** Start of DATA FOR THIS TASK **

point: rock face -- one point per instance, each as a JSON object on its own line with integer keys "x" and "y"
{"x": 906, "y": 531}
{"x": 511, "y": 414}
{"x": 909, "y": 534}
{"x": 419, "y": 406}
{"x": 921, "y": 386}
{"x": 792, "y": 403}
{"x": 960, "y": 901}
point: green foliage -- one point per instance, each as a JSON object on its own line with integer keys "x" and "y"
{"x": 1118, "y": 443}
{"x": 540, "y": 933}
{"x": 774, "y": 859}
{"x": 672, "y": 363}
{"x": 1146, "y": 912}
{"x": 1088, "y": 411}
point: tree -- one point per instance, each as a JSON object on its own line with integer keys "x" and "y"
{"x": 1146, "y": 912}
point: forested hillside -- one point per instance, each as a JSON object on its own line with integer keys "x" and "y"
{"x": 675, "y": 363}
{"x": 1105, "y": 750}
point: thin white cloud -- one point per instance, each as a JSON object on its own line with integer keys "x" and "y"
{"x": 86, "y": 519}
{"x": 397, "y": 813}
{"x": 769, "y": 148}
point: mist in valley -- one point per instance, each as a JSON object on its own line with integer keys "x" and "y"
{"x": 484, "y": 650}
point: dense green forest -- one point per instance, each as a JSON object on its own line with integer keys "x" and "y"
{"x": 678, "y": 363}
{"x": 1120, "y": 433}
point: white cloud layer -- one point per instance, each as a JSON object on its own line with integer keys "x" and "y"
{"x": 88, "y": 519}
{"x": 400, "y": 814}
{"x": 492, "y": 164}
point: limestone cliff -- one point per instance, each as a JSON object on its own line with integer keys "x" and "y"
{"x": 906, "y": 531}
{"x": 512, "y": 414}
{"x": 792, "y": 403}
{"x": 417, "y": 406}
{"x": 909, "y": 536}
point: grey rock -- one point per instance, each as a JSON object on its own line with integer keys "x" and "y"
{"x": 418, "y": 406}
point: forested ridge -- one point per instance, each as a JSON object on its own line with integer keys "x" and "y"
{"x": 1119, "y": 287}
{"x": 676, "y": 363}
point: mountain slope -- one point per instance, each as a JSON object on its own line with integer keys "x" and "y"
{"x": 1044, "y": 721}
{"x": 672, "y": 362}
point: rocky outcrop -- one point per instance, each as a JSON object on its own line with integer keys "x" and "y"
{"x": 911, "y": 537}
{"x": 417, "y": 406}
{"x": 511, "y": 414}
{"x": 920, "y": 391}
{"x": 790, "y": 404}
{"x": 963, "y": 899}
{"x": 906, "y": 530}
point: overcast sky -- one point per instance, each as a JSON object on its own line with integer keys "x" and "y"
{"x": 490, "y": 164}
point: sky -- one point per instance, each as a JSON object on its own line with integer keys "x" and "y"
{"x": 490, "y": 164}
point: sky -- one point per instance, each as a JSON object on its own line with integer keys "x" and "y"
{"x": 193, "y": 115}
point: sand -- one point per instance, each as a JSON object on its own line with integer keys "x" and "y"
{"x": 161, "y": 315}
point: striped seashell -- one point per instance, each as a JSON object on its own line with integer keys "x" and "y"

** End of DATA FOR THIS TASK **

→ TASK REQUIREMENTS
All lines from the line containing "point: thin white" through the end of the listing above are to be duplicated exactly; include both ends and nothing further.

→ EXERCISE RESPONSE
point: thin white cloud -- one point per instance, each as a JSON object on its own line with integer keys "x" and "y"
{"x": 86, "y": 519}
{"x": 397, "y": 813}
{"x": 769, "y": 148}
point: mist in valley -- one point per instance, each as a JSON object on its own line with integer keys "x" and "y"
{"x": 484, "y": 650}
point: dense green forest -- one point per instance, each as a JSON object on its own line with integer keys "x" and "y"
{"x": 678, "y": 363}
{"x": 1120, "y": 433}
point: white cloud layer -- one point per instance, each as a JSON object on its own line with integer keys "x" and "y"
{"x": 88, "y": 519}
{"x": 400, "y": 814}
{"x": 492, "y": 164}
point: limestone cliff -- one point per instance, each as a JSON object on its own line with integer keys "x" and "y"
{"x": 906, "y": 531}
{"x": 512, "y": 414}
{"x": 792, "y": 403}
{"x": 417, "y": 406}
{"x": 909, "y": 536}
point: grey rock -- one point per instance, each as a JSON object on its own line with integer keys "x" and "y"
{"x": 418, "y": 406}
point: forested ridge -- one point per instance, each as a JSON object on its own line with integer keys "x" and "y"
{"x": 1119, "y": 287}
{"x": 676, "y": 363}
point: mountain slope -- one point per instance, each as a JSON object on its own line with integer keys "x" and "y"
{"x": 1044, "y": 721}
{"x": 672, "y": 362}
point: rocky outcrop -- one point per instance, each as a JSON object on its own line with integer keys "x" and "y"
{"x": 911, "y": 537}
{"x": 417, "y": 406}
{"x": 511, "y": 414}
{"x": 920, "y": 391}
{"x": 790, "y": 404}
{"x": 963, "y": 899}
{"x": 906, "y": 530}
point: overcast sky -- one point per instance, each as a JSON object on its own line with integer keys "x" and "y"
{"x": 490, "y": 164}
point: sky -- one point per instance, each as a JSON object on its own line with integer keys "x" and "y"
{"x": 490, "y": 164}
point: sky -- one point per instance, each as a JSON object on its own line with integer keys "x" and "y"
{"x": 193, "y": 115}
point: sand -- one point per instance, each as a JSON object on its own line with integer keys "x" and "y"
{"x": 161, "y": 315}
point: striped seashell -- one point per instance, each as a JSON object on its own line with integer keys "x" and "y"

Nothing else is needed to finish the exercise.